ACTIVITY:
Would you reproduce exactly the lines below from the one holding "positive clicks: (102, 54)" through the one holding "positive clicks: (52, 77)", inclusive, and no others?

========

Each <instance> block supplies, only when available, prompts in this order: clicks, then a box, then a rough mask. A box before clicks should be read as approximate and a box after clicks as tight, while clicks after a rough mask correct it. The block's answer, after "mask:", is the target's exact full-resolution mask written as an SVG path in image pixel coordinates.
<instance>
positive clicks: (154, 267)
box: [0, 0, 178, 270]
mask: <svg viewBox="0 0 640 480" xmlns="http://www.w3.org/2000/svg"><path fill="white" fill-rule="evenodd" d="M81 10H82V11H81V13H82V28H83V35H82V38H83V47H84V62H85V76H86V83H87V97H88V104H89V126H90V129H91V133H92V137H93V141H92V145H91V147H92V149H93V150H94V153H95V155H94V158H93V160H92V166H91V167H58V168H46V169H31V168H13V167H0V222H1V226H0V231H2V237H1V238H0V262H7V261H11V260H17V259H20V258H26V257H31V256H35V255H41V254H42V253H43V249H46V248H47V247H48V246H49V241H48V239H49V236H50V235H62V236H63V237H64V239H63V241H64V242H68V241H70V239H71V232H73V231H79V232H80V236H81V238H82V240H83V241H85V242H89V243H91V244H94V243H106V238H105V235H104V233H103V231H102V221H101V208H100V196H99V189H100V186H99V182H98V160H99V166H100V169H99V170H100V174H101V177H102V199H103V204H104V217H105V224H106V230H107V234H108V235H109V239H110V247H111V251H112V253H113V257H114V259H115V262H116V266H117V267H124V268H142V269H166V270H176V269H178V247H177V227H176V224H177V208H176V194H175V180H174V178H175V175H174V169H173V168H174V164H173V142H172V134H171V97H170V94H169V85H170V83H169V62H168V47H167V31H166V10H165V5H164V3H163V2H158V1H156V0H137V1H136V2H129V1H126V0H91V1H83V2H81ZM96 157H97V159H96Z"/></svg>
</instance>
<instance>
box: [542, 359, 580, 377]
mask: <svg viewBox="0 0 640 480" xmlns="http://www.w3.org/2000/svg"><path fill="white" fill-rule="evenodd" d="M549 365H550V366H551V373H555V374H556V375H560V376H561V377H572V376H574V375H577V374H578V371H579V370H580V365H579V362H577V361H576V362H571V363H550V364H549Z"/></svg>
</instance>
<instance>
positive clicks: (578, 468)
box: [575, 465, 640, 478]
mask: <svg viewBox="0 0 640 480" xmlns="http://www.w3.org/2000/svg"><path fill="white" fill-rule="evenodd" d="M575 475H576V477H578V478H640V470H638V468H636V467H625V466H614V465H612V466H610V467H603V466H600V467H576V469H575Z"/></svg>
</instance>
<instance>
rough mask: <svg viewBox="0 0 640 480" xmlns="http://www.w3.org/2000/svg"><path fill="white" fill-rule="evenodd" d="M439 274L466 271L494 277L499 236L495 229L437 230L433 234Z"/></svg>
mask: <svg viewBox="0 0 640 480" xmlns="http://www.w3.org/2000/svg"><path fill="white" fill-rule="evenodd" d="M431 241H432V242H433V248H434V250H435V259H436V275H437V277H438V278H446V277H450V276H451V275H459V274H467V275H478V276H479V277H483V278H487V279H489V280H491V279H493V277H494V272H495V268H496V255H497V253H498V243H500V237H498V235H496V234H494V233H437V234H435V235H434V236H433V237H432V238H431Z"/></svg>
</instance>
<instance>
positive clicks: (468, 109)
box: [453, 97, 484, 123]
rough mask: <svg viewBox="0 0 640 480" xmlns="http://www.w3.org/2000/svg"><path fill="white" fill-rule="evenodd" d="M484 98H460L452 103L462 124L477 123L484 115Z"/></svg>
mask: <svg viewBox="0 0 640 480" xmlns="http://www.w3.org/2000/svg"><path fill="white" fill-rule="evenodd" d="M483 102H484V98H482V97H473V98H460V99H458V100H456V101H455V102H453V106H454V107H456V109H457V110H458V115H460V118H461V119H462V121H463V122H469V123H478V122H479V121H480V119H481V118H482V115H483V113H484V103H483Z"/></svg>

========

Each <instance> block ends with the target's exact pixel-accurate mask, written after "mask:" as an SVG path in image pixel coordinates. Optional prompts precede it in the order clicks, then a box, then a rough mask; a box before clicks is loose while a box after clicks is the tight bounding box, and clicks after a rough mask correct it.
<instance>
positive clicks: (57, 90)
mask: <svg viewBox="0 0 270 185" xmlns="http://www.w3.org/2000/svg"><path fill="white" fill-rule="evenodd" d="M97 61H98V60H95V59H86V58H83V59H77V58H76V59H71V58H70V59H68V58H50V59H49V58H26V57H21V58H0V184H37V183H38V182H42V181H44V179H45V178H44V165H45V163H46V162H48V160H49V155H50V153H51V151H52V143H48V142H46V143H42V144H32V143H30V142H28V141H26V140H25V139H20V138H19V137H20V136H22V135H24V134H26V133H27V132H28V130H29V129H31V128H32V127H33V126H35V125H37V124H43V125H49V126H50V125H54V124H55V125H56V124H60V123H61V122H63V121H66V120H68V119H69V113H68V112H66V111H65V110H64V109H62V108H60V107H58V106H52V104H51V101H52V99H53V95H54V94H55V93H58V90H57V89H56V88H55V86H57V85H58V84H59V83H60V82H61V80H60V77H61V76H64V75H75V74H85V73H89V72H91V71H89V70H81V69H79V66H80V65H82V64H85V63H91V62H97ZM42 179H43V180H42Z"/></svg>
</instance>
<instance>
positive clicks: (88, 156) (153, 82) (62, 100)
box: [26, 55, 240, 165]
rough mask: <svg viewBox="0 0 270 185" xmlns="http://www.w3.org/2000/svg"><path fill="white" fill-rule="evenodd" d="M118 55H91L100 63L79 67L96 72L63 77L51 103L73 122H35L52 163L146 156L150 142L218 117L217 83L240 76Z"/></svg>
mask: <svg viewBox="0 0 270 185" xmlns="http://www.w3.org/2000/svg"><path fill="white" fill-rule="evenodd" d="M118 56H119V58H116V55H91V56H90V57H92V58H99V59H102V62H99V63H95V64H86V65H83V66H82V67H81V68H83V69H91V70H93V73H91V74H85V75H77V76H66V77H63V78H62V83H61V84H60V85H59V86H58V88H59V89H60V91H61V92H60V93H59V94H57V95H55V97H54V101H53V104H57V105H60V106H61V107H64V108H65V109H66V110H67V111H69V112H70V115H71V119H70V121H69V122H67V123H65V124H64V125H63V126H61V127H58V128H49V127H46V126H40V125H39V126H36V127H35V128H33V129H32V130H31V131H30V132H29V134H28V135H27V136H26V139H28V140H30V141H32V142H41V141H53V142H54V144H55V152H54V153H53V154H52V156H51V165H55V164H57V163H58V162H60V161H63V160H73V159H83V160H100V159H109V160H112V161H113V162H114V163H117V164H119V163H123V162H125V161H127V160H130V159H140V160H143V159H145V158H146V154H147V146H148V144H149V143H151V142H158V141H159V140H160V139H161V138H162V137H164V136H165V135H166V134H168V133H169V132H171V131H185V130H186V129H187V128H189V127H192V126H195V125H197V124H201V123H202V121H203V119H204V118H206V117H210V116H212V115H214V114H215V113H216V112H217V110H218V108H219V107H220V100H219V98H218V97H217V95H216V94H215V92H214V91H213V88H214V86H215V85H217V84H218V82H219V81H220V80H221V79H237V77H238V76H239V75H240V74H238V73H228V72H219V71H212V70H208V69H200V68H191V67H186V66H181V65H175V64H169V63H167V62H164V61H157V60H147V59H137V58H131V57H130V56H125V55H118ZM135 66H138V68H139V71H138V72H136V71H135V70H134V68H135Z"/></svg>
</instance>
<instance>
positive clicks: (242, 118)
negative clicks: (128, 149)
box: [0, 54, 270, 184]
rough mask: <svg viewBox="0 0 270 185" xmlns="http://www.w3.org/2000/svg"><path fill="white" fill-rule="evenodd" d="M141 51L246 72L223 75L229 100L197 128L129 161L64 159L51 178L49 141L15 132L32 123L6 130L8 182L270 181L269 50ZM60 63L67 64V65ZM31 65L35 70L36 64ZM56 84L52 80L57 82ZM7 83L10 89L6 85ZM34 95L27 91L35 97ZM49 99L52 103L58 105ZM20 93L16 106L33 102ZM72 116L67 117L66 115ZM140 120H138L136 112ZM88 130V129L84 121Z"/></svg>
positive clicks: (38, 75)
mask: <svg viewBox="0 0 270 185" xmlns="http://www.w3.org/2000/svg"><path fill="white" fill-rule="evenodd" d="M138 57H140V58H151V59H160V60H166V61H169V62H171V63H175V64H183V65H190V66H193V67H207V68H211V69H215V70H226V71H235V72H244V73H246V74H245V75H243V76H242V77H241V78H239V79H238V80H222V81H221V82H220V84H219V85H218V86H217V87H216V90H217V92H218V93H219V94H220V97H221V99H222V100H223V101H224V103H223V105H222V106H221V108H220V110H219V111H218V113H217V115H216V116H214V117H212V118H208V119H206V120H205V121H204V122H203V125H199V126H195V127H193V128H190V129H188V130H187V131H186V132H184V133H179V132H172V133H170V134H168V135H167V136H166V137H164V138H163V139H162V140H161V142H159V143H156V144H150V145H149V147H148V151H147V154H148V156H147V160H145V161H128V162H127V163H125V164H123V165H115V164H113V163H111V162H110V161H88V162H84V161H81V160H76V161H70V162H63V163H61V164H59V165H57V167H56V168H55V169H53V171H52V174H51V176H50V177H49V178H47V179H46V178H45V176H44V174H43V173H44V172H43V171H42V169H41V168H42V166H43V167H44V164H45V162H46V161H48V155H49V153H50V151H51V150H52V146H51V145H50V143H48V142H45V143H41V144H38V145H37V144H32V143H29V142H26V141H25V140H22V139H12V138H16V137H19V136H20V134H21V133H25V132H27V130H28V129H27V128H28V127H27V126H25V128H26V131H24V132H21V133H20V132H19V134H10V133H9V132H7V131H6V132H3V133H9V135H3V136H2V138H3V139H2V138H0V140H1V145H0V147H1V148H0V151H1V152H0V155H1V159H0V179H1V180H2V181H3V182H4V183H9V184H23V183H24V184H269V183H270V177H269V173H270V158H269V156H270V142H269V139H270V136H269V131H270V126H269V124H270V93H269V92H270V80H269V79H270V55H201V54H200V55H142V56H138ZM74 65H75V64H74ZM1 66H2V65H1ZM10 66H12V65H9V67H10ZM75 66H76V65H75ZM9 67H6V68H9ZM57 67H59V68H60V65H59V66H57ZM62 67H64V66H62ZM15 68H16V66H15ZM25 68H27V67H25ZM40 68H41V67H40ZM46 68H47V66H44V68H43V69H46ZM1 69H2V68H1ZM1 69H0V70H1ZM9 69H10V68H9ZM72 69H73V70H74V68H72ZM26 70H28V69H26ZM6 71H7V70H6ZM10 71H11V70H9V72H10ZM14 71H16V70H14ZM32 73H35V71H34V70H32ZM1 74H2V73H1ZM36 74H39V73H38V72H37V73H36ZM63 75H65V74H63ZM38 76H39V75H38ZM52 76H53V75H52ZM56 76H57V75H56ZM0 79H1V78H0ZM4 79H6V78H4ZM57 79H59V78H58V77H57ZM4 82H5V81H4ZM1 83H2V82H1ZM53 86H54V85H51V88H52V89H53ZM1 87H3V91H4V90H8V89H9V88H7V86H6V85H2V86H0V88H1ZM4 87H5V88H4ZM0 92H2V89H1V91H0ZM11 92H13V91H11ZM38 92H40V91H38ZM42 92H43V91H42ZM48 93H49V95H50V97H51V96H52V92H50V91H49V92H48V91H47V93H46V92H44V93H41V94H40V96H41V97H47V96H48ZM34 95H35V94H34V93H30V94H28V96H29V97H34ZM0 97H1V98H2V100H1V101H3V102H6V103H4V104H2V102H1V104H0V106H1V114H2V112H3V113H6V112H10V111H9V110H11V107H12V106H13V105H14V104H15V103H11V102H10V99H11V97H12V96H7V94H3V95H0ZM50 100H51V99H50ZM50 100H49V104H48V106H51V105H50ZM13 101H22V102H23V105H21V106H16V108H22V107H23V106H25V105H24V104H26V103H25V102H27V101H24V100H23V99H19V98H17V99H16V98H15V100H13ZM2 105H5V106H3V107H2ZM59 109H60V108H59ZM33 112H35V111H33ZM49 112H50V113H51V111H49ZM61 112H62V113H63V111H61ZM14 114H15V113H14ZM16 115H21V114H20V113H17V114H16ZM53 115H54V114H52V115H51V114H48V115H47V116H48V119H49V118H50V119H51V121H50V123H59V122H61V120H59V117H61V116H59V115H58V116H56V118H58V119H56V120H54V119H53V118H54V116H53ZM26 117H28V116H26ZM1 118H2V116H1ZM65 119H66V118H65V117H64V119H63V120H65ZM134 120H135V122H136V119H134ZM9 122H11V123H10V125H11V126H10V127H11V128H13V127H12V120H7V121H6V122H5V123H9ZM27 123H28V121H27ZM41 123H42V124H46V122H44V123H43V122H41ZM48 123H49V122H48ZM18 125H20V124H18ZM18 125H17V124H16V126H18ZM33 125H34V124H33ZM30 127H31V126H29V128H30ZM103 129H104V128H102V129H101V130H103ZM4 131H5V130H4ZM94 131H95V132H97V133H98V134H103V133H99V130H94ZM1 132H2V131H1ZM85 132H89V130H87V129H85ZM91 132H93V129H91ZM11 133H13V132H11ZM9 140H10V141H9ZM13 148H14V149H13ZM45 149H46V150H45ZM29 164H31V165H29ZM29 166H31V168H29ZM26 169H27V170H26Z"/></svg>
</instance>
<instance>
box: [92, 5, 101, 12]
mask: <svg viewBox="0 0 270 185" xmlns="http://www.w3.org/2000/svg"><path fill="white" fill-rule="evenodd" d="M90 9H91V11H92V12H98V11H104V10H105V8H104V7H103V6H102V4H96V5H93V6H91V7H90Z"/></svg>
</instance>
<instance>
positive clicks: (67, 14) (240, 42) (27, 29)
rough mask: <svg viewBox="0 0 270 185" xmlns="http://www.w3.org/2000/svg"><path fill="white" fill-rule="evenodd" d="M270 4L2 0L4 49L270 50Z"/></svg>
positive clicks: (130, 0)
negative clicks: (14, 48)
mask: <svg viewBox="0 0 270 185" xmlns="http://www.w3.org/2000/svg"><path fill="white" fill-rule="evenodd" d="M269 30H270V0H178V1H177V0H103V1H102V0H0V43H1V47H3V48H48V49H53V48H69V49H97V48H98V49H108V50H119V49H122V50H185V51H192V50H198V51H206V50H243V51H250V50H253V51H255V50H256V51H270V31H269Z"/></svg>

========

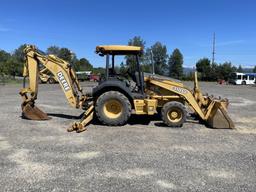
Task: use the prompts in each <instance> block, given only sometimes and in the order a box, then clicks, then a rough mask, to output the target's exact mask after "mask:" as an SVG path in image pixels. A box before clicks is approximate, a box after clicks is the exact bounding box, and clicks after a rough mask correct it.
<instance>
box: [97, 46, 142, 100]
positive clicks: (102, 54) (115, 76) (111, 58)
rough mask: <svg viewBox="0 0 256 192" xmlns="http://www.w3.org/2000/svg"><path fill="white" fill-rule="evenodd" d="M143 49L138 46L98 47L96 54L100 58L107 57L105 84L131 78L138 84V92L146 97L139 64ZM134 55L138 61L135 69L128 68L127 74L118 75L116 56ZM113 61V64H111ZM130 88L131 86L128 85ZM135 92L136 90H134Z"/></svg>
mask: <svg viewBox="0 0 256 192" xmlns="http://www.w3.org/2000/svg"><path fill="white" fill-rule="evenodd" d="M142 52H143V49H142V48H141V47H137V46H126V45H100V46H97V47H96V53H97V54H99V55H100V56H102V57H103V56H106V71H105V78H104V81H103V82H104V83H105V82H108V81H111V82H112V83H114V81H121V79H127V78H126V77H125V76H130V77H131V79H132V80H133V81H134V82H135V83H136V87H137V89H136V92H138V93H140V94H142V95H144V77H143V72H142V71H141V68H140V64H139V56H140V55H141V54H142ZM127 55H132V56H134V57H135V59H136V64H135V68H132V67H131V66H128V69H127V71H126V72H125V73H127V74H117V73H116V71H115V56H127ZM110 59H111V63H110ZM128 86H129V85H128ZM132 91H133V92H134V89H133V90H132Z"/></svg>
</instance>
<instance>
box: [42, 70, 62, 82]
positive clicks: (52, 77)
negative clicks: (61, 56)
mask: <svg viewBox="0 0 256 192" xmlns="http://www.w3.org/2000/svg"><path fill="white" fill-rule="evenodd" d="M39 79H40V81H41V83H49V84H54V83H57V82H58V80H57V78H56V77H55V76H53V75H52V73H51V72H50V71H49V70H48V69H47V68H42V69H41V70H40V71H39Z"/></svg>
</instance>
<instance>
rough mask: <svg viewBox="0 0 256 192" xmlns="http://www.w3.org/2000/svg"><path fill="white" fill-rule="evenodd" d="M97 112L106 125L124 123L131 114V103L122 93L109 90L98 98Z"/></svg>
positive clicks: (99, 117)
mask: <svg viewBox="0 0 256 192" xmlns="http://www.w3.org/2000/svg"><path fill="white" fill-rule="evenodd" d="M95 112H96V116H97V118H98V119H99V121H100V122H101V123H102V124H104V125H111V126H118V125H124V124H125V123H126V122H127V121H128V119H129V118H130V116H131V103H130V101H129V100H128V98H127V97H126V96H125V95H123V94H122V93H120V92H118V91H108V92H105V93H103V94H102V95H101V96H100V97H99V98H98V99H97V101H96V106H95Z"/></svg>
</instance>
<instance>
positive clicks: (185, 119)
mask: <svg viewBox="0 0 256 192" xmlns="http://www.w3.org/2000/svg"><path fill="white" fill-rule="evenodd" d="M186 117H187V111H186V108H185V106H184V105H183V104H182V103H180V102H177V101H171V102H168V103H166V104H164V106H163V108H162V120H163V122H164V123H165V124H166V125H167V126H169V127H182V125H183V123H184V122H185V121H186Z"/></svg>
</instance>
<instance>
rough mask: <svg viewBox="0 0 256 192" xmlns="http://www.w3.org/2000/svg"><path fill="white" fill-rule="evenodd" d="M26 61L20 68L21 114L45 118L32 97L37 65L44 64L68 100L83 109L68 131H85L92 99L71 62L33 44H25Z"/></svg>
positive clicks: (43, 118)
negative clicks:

========

EXERCISE RESPONSE:
positive clicks: (102, 54) (115, 76) (111, 58)
rough mask: <svg viewBox="0 0 256 192" xmlns="http://www.w3.org/2000/svg"><path fill="white" fill-rule="evenodd" d="M143 49L138 46L98 47L96 54L100 58L107 57L105 84L131 78L138 84V92L146 97L139 64ZM134 55L138 61L135 69L128 68L127 74L118 75L116 56ZM113 61V64H111ZM130 88L131 86L128 85ZM135 92L136 90H134Z"/></svg>
mask: <svg viewBox="0 0 256 192" xmlns="http://www.w3.org/2000/svg"><path fill="white" fill-rule="evenodd" d="M142 52H143V49H142V48H141V47H137V46H126V45H100V46H97V47H96V53H97V54H99V55H100V56H102V57H103V56H106V71H105V78H104V81H103V82H104V83H105V82H108V81H111V82H112V83H114V81H121V79H127V78H126V77H125V76H130V77H131V79H132V80H133V81H134V82H135V83H136V87H137V89H136V92H138V93H140V94H142V95H144V77H143V72H142V71H141V68H140V64H139V56H140V55H141V54H142ZM127 55H132V56H134V57H135V59H136V64H135V68H132V67H131V66H128V69H127V71H126V72H125V73H127V74H117V73H116V71H115V56H127ZM110 59H111V63H110ZM128 86H129V85H128ZM132 91H133V92H134V89H133V90H132Z"/></svg>
</instance>
<instance>
box: [42, 70, 62, 82]
positive clicks: (52, 77)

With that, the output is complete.